Direction:
Copy out the stretch of the listing below from its start through the line that contains "column 501, row 21", keeping each line unchanged. Leave the pictures out of what you copy.

(Excerpts from location labeling data)
start

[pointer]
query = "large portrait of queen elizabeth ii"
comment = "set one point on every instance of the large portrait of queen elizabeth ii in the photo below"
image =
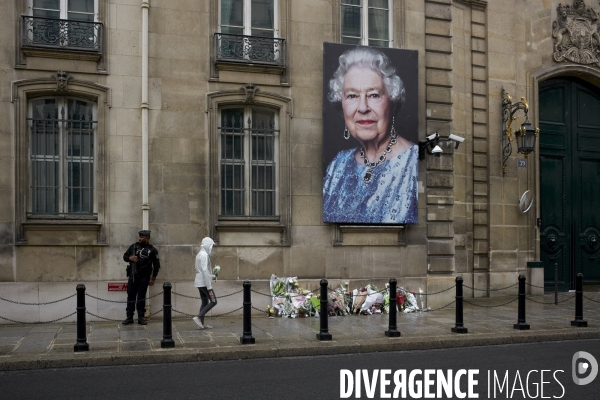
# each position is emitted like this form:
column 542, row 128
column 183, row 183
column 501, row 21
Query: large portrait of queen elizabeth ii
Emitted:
column 370, row 123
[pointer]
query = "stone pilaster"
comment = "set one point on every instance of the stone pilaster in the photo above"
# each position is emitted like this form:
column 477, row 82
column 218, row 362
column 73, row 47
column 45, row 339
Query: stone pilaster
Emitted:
column 439, row 108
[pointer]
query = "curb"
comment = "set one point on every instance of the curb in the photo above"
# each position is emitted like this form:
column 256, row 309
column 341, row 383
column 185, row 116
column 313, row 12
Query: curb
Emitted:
column 257, row 351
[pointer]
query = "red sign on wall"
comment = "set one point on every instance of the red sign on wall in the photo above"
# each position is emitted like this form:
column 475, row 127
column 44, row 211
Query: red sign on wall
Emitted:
column 117, row 287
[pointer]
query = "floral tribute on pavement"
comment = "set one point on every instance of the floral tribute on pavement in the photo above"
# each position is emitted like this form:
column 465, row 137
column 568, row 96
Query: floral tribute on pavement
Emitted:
column 288, row 299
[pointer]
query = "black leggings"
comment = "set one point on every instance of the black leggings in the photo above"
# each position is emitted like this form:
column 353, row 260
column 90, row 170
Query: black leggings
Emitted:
column 206, row 305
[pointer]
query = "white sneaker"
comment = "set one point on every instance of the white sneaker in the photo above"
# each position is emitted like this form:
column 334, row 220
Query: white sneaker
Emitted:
column 197, row 321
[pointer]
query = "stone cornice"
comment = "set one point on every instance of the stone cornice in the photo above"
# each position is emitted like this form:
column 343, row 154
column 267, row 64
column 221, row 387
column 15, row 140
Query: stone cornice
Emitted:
column 474, row 4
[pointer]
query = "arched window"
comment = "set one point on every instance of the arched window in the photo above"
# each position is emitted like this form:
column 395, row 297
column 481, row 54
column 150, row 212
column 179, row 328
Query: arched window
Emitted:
column 366, row 22
column 250, row 168
column 61, row 178
column 62, row 135
column 249, row 149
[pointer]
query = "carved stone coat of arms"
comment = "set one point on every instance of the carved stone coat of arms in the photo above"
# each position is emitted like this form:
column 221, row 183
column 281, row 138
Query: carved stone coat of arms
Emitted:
column 576, row 34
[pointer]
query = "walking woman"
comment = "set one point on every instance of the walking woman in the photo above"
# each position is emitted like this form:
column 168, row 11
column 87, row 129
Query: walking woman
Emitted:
column 203, row 282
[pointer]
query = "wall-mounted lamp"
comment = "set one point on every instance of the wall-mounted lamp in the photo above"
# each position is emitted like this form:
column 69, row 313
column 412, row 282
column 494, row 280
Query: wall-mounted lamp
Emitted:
column 431, row 145
column 526, row 134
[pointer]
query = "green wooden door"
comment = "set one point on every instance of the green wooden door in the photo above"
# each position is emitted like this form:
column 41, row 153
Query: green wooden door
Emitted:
column 570, row 180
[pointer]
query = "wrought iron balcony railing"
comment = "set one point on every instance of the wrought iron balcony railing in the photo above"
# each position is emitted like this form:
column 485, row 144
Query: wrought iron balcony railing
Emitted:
column 61, row 34
column 250, row 49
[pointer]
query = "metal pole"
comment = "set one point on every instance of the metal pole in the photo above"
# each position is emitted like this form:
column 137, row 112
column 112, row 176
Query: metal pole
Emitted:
column 81, row 344
column 393, row 329
column 167, row 341
column 579, row 302
column 521, row 324
column 555, row 284
column 247, row 336
column 324, row 334
column 459, row 327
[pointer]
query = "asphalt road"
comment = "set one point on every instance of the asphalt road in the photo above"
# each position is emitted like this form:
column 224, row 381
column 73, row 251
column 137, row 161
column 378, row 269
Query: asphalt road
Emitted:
column 504, row 372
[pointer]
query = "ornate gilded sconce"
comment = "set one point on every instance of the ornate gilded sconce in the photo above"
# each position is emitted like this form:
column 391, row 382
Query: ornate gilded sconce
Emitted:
column 526, row 134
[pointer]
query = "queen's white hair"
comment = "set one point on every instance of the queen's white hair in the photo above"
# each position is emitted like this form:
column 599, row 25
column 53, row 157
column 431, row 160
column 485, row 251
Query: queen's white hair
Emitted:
column 364, row 57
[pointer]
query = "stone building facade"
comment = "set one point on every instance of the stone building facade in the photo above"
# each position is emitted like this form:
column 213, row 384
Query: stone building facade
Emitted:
column 154, row 84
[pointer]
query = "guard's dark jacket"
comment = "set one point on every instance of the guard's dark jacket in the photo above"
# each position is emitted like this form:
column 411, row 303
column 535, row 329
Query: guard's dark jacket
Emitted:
column 148, row 262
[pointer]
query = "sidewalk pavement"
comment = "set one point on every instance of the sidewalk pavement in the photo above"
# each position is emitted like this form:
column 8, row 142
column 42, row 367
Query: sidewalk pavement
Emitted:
column 489, row 322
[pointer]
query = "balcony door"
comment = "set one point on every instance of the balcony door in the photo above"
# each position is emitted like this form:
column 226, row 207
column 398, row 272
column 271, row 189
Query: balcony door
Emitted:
column 73, row 10
column 248, row 29
column 569, row 180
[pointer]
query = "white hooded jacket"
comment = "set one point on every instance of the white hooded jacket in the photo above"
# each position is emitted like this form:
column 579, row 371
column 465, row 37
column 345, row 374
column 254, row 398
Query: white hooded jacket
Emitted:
column 203, row 269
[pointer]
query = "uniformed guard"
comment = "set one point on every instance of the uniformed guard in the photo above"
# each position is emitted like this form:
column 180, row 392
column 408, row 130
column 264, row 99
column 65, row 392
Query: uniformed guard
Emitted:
column 141, row 271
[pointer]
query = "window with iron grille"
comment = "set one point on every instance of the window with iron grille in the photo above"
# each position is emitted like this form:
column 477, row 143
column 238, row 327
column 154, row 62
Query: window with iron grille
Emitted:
column 249, row 17
column 366, row 22
column 62, row 24
column 248, row 32
column 248, row 155
column 62, row 134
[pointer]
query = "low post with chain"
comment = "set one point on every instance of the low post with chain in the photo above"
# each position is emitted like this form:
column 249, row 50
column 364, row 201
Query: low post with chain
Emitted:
column 167, row 341
column 247, row 335
column 82, row 344
column 521, row 324
column 323, row 314
column 579, row 321
column 459, row 327
column 393, row 311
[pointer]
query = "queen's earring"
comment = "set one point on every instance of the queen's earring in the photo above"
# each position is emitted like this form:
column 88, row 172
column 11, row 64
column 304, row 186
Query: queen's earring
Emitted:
column 393, row 133
column 346, row 133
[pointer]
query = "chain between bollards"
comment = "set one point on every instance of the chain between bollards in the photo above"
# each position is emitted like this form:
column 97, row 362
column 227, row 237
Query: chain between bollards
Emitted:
column 459, row 327
column 521, row 323
column 81, row 344
column 247, row 324
column 167, row 341
column 393, row 328
column 324, row 333
column 579, row 321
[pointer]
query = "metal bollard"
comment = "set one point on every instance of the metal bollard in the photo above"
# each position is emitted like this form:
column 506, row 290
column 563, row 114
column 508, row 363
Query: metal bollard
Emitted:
column 555, row 284
column 324, row 333
column 81, row 344
column 579, row 302
column 247, row 336
column 459, row 327
column 167, row 341
column 521, row 324
column 393, row 328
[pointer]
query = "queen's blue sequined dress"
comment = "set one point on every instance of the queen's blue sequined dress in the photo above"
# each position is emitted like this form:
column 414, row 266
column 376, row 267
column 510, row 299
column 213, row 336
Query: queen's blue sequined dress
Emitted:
column 390, row 197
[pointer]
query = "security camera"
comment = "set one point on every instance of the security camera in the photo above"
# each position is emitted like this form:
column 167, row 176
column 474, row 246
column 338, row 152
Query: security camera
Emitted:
column 457, row 139
column 433, row 136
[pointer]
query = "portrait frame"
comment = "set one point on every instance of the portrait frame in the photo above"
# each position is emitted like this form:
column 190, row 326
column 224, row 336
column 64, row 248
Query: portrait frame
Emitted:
column 405, row 62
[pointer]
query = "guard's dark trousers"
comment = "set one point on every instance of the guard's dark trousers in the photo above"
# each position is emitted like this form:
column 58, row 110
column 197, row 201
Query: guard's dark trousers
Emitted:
column 136, row 295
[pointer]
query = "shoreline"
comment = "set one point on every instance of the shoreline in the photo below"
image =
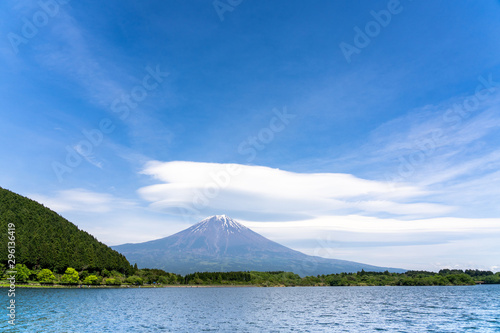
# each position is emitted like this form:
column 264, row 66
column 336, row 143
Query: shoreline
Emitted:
column 38, row 286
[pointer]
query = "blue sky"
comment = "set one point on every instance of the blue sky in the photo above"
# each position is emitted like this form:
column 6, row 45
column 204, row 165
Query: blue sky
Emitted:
column 136, row 120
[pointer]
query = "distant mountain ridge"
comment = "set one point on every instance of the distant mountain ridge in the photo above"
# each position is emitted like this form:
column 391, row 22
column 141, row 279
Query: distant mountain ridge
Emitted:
column 220, row 244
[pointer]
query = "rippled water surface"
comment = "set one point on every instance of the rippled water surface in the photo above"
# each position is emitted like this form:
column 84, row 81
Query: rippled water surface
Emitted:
column 304, row 309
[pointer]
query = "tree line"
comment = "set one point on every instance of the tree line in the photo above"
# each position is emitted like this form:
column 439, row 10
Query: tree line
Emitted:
column 44, row 239
column 146, row 276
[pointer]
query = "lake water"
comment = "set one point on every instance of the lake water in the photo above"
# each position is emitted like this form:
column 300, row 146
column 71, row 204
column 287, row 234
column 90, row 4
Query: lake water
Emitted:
column 300, row 309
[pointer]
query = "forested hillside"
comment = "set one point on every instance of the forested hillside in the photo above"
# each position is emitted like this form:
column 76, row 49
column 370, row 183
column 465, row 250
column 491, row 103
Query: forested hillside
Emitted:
column 44, row 239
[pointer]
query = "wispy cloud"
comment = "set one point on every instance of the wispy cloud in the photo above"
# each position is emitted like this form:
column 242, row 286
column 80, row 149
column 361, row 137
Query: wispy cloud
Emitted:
column 82, row 200
column 241, row 189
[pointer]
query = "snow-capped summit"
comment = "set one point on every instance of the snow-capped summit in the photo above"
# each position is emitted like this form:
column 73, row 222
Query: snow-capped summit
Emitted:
column 219, row 222
column 219, row 243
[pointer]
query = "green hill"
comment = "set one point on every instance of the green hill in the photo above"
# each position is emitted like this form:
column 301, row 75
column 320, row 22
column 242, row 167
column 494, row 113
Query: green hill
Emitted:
column 44, row 239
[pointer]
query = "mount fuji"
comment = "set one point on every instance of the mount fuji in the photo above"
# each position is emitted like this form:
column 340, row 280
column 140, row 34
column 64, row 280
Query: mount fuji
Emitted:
column 220, row 244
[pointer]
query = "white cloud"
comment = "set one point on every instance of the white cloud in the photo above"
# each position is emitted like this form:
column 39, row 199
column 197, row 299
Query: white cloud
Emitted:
column 240, row 189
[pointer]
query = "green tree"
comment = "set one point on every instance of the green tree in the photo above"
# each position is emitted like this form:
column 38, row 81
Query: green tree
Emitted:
column 134, row 279
column 70, row 276
column 23, row 273
column 91, row 279
column 113, row 282
column 46, row 276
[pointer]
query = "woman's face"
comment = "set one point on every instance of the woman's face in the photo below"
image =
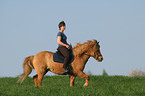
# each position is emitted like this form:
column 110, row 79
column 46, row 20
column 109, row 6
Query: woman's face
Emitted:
column 62, row 28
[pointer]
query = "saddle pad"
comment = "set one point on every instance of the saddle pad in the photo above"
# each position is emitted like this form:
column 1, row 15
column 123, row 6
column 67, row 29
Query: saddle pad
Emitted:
column 60, row 59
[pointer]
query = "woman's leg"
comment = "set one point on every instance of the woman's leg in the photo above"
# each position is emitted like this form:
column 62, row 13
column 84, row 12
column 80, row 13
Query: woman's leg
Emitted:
column 64, row 51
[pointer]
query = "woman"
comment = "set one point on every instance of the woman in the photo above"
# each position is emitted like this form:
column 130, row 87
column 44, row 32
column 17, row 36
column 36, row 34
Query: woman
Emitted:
column 63, row 45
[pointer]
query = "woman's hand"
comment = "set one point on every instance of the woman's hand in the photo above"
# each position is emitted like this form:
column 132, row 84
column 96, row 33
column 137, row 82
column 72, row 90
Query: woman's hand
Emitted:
column 67, row 46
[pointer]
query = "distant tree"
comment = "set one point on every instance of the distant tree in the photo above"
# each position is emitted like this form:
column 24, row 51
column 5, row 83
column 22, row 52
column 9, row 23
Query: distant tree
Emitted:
column 104, row 73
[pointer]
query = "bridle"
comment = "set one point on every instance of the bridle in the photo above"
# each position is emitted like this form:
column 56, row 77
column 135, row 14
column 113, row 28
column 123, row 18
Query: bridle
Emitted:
column 98, row 55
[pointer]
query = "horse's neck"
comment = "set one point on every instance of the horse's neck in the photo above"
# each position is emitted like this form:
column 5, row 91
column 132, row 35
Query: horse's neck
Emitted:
column 85, row 58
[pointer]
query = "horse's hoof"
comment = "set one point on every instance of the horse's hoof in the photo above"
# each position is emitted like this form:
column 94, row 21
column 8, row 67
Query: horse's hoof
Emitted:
column 85, row 85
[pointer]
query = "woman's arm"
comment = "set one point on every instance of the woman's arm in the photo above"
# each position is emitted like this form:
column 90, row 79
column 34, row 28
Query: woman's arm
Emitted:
column 61, row 43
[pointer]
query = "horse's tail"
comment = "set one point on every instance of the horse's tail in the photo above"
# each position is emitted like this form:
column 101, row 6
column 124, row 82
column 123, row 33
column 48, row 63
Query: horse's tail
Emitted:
column 27, row 68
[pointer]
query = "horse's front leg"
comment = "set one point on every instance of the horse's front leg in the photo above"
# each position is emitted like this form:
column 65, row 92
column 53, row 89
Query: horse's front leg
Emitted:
column 83, row 75
column 72, row 79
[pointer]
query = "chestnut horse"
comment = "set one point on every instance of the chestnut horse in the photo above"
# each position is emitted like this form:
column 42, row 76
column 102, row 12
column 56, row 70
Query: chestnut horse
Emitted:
column 43, row 62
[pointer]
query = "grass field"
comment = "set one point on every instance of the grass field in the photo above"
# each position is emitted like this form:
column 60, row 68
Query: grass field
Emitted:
column 59, row 86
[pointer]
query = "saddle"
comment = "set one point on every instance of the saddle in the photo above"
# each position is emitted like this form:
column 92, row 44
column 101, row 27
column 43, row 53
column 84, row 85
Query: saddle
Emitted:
column 58, row 57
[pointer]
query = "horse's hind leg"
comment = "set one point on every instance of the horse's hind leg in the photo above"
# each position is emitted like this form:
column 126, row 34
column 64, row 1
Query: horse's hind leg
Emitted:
column 83, row 75
column 38, row 78
column 35, row 80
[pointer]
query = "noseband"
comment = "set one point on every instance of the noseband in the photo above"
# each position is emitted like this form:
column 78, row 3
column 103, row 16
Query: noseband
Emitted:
column 98, row 55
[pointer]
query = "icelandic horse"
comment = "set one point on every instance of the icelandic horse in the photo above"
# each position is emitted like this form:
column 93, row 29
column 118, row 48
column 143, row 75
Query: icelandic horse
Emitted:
column 43, row 62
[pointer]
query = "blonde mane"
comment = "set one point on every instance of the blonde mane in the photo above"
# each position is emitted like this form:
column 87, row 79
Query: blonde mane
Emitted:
column 81, row 48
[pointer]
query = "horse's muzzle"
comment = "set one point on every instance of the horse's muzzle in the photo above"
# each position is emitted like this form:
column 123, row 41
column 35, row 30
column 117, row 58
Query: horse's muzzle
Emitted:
column 100, row 58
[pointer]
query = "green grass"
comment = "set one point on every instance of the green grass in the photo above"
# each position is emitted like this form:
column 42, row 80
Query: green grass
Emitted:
column 59, row 86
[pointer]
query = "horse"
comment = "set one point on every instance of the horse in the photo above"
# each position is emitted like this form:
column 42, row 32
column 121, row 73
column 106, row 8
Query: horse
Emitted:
column 43, row 62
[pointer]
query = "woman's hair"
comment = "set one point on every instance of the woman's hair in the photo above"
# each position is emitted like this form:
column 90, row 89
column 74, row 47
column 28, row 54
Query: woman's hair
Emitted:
column 62, row 23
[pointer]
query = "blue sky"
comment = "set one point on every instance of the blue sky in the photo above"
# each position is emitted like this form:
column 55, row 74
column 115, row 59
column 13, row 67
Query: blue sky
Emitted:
column 30, row 26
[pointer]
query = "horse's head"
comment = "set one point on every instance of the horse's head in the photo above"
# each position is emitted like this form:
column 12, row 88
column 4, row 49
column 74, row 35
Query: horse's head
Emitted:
column 94, row 51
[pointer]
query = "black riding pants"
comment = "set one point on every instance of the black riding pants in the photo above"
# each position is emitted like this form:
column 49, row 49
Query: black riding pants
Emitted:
column 65, row 52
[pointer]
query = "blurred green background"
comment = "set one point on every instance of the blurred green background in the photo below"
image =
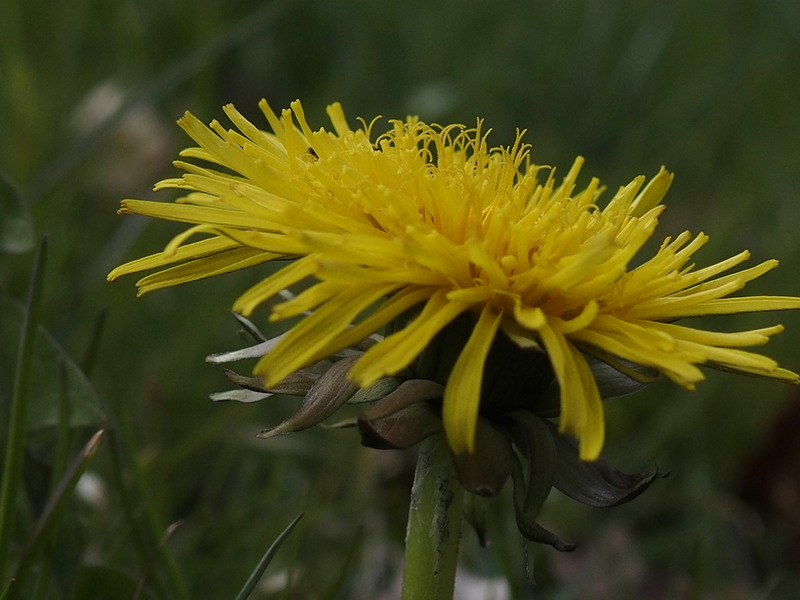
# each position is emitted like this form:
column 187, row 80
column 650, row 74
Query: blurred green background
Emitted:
column 89, row 92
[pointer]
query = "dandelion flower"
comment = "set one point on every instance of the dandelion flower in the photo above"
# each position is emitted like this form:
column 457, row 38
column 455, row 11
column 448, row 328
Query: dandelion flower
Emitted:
column 428, row 226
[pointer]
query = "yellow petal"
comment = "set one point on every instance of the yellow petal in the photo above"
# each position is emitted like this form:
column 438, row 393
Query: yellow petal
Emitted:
column 462, row 395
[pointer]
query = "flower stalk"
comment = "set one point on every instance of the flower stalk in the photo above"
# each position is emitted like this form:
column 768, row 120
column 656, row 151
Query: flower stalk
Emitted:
column 434, row 525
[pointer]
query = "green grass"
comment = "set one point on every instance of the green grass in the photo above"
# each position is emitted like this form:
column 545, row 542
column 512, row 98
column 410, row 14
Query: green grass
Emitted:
column 89, row 92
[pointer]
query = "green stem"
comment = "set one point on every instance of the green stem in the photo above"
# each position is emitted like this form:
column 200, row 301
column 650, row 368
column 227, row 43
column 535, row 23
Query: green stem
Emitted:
column 434, row 525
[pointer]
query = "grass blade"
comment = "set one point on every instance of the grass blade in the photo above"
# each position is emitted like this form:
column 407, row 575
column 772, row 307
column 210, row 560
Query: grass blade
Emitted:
column 56, row 505
column 17, row 428
column 251, row 582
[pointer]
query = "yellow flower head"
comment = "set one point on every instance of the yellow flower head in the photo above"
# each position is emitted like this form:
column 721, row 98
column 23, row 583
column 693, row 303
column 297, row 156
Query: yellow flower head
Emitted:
column 431, row 218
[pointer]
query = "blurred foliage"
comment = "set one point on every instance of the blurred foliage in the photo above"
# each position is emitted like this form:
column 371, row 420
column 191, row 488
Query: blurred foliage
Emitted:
column 89, row 91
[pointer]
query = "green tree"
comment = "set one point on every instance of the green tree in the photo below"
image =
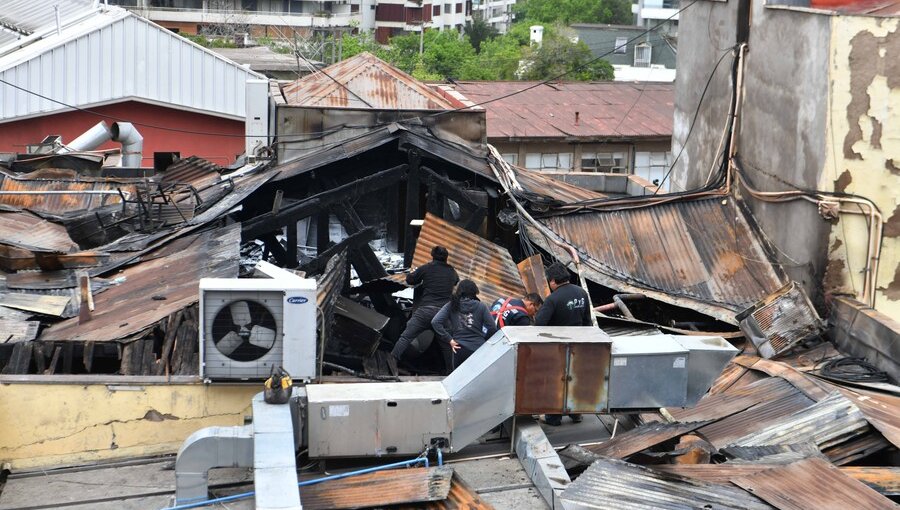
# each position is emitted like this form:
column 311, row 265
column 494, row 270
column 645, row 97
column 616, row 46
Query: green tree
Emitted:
column 575, row 11
column 478, row 31
column 558, row 55
column 498, row 60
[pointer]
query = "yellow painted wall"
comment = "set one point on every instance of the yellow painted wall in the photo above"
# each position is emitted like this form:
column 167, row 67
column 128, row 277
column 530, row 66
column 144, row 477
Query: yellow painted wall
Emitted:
column 865, row 66
column 50, row 425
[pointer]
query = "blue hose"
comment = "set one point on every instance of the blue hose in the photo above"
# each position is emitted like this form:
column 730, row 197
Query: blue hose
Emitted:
column 235, row 497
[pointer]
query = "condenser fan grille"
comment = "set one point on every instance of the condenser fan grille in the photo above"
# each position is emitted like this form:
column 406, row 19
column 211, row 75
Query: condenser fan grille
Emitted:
column 244, row 330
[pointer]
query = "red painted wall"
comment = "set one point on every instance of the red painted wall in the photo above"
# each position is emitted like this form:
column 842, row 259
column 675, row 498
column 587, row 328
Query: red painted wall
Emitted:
column 222, row 150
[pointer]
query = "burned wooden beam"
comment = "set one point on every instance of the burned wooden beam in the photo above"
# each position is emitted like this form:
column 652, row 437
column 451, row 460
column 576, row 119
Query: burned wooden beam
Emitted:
column 270, row 222
column 316, row 265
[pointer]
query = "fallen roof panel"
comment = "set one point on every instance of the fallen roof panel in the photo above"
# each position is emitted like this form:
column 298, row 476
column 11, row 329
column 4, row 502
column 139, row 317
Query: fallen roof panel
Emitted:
column 490, row 266
column 164, row 282
column 811, row 483
column 611, row 483
column 701, row 254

end

Solution for this task:
[pointer]
query = "large portrait of queen elizabeth ii"
comment = "set one point on every instance of the large portrait of queen elizabeth ii in the photo below"
image =
# each position is emitted like this form:
column 542, row 128
column 183, row 183
column 501, row 21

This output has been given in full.